> Task requirements
Can you lay out the items from the line with "One point per instance of the building, the" to the line with "pixel 156 207", both included, as a JSON list of strings, one per line and with blank lines left out?

******************************

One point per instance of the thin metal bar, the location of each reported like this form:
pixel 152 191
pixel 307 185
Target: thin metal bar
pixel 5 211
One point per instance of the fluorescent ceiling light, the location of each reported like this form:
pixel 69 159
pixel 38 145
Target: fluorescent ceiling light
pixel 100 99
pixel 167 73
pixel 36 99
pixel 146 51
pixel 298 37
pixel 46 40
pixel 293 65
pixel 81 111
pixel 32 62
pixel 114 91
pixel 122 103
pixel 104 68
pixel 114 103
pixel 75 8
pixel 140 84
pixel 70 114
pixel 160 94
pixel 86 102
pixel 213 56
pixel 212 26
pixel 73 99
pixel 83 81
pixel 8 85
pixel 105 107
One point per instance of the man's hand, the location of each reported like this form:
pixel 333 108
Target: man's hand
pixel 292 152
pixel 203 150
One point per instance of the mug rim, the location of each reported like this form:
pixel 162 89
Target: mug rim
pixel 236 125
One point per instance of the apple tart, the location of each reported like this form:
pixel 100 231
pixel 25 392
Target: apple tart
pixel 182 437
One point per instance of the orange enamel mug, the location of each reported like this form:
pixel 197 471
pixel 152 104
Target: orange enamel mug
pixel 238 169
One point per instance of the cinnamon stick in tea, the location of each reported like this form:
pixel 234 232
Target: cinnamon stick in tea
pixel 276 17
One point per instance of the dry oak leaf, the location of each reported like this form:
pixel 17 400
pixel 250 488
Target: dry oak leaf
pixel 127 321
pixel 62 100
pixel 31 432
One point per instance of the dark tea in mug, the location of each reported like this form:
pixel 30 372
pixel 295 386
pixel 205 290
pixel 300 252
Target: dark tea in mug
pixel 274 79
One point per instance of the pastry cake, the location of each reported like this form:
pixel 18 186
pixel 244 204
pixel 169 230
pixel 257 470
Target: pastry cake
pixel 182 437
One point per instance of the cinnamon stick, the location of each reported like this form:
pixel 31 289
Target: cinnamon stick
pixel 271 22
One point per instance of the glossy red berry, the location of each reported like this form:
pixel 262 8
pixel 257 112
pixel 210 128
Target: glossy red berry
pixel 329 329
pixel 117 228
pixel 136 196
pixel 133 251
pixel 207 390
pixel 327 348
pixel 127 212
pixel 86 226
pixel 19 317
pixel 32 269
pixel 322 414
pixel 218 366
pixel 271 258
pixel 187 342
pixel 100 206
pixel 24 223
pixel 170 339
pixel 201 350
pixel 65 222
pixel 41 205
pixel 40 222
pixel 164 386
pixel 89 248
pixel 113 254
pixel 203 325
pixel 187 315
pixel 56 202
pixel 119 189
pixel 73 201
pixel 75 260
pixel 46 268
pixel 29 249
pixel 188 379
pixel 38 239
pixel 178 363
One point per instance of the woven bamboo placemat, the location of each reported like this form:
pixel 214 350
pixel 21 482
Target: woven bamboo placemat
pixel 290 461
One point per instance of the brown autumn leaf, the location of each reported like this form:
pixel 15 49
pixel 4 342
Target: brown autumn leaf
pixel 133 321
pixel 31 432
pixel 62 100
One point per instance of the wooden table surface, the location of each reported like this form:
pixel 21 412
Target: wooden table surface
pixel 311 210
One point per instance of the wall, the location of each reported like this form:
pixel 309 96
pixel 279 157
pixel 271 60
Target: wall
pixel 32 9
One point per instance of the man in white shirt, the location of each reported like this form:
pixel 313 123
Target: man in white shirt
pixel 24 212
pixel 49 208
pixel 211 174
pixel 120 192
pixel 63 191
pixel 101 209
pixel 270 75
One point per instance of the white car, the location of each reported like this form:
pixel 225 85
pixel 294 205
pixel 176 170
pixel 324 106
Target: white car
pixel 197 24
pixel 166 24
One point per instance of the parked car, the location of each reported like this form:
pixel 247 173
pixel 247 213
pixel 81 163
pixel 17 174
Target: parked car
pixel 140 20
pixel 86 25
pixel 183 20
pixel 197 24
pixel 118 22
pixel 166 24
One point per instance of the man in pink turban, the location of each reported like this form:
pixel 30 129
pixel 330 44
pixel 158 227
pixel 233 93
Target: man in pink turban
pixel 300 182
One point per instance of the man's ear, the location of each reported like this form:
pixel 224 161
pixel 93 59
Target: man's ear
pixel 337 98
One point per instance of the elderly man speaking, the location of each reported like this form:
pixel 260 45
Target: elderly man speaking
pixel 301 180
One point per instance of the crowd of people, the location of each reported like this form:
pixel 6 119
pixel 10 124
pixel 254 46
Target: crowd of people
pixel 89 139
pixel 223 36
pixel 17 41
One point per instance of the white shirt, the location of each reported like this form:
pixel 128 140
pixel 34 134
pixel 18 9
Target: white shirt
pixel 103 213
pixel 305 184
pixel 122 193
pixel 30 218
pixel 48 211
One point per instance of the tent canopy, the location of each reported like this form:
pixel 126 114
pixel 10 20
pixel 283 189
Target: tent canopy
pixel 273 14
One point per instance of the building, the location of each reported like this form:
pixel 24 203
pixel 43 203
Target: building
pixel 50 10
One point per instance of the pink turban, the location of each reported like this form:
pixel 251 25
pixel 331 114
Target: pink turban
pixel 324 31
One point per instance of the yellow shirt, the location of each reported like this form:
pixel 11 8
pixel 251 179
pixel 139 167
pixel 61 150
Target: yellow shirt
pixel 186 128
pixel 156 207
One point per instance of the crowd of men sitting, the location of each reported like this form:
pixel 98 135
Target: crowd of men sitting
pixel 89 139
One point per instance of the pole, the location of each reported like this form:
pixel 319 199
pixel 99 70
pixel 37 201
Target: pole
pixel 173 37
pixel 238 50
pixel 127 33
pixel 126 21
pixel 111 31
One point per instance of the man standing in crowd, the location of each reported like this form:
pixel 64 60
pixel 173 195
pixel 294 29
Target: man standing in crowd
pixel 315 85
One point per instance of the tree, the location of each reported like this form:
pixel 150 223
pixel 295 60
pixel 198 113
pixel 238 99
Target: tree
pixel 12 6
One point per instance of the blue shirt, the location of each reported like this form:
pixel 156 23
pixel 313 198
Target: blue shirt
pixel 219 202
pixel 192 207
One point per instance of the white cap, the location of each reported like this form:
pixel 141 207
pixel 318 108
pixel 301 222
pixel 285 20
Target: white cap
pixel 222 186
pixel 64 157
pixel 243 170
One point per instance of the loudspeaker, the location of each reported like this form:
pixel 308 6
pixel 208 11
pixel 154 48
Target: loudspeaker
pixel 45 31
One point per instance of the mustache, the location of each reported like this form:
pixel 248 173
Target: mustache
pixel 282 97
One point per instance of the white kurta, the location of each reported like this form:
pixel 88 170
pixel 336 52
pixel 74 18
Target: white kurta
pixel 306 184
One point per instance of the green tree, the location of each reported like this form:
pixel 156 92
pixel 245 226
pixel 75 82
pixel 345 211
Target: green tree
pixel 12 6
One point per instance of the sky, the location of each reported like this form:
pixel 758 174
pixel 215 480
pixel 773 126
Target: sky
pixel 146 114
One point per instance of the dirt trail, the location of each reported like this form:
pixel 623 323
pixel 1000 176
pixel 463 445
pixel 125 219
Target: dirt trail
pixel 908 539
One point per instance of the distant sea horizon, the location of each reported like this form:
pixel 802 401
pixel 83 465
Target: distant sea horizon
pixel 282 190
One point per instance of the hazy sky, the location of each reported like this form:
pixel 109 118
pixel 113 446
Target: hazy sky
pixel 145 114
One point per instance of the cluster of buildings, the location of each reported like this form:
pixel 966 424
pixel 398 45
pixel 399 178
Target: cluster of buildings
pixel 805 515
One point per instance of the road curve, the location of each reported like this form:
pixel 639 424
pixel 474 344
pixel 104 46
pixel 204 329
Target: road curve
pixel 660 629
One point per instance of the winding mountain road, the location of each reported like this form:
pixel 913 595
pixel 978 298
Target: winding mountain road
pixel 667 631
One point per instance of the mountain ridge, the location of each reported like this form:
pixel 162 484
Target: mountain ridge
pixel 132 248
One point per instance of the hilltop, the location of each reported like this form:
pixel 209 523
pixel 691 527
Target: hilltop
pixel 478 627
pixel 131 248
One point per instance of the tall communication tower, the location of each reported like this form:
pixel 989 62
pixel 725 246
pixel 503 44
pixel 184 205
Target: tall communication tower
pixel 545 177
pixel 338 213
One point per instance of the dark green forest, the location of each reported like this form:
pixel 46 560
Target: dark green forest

******************************

> Result of this exercise
[
  "One point per instance of the building, the location of each reported like this form:",
  "pixel 24 203",
  "pixel 43 203",
  "Target: building",
  "pixel 50 10",
  "One point per instance of the pink turban, the location of each reported like this form:",
  "pixel 251 25",
  "pixel 331 114",
  "Target: pink turban",
  "pixel 324 31",
  "One point per instance of the yellow shirt, the location of each reported like this form:",
  "pixel 11 8",
  "pixel 251 179",
  "pixel 139 167",
  "pixel 61 150",
  "Target: yellow shirt",
  "pixel 186 128",
  "pixel 156 207"
]